Lista de actividades:
a – Según el fragmento proporcionado, ¿en qué porcentaje aumentaron en 2024 las denuncias sobre abusos y discriminación con respecto al año anterior?
b – Cita literalmente el pasaje del fragmento proporcionado que va desde "Rodrigo Azócar" hasta "C Simonetto, 2019).".

Fragmento proporcionado:
----------------
Rodrigo Azócar
Trabajador Social. Doctor en estudios interdisciplinares de género
Junio es el mes donde las ciudades se visten de arcoíris, los edificios públicos izan banderas multicolores y se conmemora el mes del orgullo LGBTIǪ+ que recuerda los disturbios en el bar neoyorquino de Stonewall en 1969 que dan pie a la visibilización de la discriminación sufrida por el colectivo (Caro C Simonetto, 2019).
Esta conmemoración de un momento reivindicativo, este 2025 comienza con una triste noticia. El nombre que resuena en medio del festejo es Francisco Albornoz.
Tenía 21 años y estaba desaparecido desde el 23 de mayo. Su cuerpo fue hallado el 3 de junio en la región de O´Higgins, y la confesión de un médico, involucrado en los hechos, reveló el horror. Pero si su muerte es desgarradora, también es desconcertante el silencio institucional que no incomoda, una cobertura mediática tibia y una sociedad que parece mirar hacia otro lado como si la tragedia no le correspondiera. Porque claro, Francisco no era un rostro famoso. No llenaba titulares. No tenía detrás un apellido influyente ni una historia que pudiera empaquetarse en minutos virales. Tenía algo mucho más subversivo, un cuerpo joven que, quizás, desafiaba las normas de una masculinidad validada socialmente.
Y precisamente ahí se instala el punto incómodo. El cuestionamiento sobre cómo vivimos y dejamos morir a las personas disidentes. La evidencia que revela la realidad de los espacios donde muchos jóvenes deben esconder sus afectos, como si amar fuera un acto clandestino.
La homofobia se transforma
Según el XXIII Informe Anual de los Derechos Humanos de la Diversidad Sexual y de Género, editado por MOVILH, el año 2024 aumentaron en un 78,7% las denuncias sobre abusos y discriminación con respecto al año anterior, lo que le posiciona como el más violento en los últimos 23 años.
----------------
Datos para revisar:
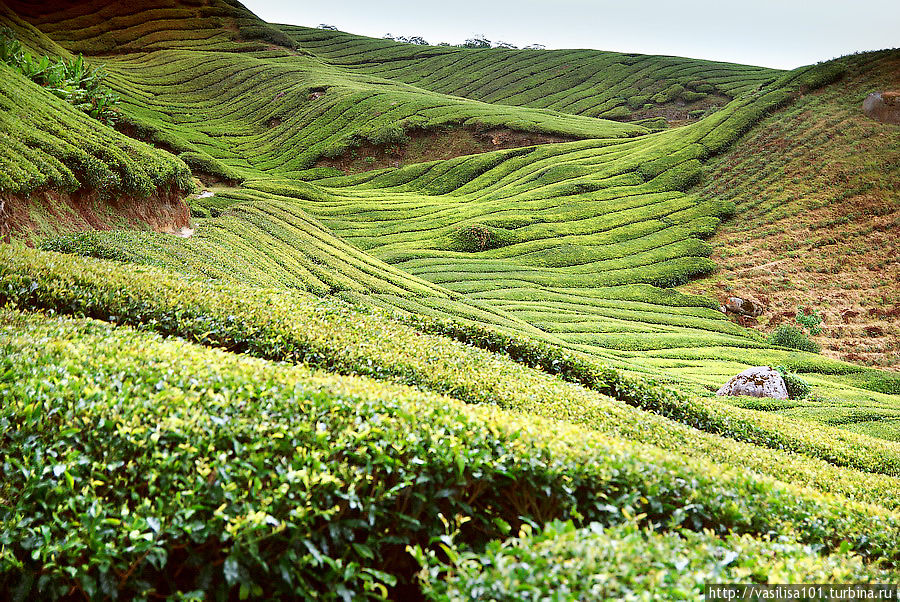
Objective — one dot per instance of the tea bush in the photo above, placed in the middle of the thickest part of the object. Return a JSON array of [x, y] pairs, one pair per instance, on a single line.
[[206, 473], [625, 562], [792, 337], [69, 79]]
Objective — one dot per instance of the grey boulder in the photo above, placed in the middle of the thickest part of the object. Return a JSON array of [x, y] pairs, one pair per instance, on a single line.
[[760, 381], [883, 107]]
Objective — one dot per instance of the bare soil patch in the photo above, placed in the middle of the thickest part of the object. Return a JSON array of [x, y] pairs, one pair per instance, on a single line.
[[47, 212], [431, 145]]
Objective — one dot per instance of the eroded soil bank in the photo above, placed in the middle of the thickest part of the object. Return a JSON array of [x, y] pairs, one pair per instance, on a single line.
[[49, 212]]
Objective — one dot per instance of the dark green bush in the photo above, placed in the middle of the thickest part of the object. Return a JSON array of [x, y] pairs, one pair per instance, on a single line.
[[689, 96], [810, 321], [565, 563], [793, 338], [797, 387]]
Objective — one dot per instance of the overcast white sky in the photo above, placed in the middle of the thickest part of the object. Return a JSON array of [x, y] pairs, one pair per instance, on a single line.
[[773, 33]]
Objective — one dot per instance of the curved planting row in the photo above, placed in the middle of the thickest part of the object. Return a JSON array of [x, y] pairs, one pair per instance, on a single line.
[[582, 82]]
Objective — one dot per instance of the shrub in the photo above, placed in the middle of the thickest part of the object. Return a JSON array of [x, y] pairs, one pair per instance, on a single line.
[[70, 80], [566, 563], [793, 338], [180, 468], [689, 96], [478, 237], [797, 387], [810, 321]]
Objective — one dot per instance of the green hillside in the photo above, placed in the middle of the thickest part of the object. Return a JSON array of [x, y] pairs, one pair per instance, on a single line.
[[402, 380]]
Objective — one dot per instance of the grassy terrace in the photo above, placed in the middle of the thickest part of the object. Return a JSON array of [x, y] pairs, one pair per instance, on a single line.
[[337, 374], [581, 82]]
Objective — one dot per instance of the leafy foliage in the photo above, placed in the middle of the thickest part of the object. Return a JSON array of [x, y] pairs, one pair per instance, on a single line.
[[625, 562], [69, 79], [792, 337], [797, 387], [810, 321], [229, 466]]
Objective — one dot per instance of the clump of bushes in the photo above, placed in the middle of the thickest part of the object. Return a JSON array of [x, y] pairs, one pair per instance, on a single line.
[[478, 237], [797, 387], [793, 338], [69, 79], [810, 321], [563, 562]]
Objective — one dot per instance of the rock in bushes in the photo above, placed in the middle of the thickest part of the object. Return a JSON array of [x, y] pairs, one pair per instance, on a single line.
[[760, 381], [883, 107], [744, 307]]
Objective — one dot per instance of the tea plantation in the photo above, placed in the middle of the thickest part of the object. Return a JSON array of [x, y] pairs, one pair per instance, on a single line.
[[466, 378]]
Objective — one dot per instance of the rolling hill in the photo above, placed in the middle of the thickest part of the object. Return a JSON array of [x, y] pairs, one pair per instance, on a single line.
[[424, 303]]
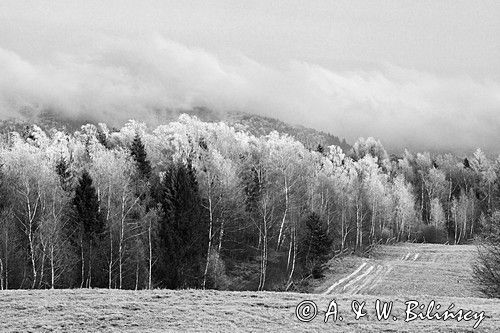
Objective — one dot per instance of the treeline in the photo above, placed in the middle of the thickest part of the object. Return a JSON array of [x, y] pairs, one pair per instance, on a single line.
[[201, 205]]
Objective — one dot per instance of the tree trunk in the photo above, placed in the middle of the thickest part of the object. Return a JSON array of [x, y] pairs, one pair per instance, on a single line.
[[52, 278], [209, 247], [280, 235], [150, 255]]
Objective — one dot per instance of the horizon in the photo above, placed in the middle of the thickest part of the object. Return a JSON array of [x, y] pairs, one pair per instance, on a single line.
[[421, 75]]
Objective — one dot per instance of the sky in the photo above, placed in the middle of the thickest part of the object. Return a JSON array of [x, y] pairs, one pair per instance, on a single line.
[[418, 74]]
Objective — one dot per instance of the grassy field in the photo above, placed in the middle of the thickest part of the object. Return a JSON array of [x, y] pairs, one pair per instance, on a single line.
[[437, 273]]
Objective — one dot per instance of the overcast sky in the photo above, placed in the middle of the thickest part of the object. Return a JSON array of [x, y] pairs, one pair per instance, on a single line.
[[419, 74]]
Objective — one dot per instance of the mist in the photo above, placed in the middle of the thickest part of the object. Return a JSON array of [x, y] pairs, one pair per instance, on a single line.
[[128, 78]]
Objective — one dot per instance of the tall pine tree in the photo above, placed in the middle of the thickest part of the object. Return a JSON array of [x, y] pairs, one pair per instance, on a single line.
[[138, 152], [89, 226], [183, 230]]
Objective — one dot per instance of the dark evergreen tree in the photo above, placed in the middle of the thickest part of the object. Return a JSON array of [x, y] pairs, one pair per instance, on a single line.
[[182, 239], [138, 152], [316, 245], [88, 229], [62, 169]]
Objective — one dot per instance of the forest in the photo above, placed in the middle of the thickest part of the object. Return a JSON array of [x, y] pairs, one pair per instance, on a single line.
[[193, 204]]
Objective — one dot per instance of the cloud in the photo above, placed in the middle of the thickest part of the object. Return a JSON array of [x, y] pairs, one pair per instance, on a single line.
[[125, 78]]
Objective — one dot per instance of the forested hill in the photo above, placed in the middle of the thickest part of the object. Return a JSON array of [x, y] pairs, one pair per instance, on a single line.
[[260, 125], [254, 124]]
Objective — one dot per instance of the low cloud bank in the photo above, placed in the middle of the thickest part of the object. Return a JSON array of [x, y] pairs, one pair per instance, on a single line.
[[125, 79]]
----------------
Respuestas del ejercicio:
a – En un 78,7%.

b –
Rodrigo Azócar
Trabajador Social. Doctor en estudios interdisciplinares de género
Junio es el mes donde las ciudades se visten de arcoíris, los edificios públicos izan banderas multicolores y se conmemora el mes del orgullo LGBTIǪ+ que recuerda los disturbios en el bar neoyorquino de Stonewall en 1969 que dan pie a la visibilización de la discriminación sufrida por el colectivo (Caro C Simonetto, 2019).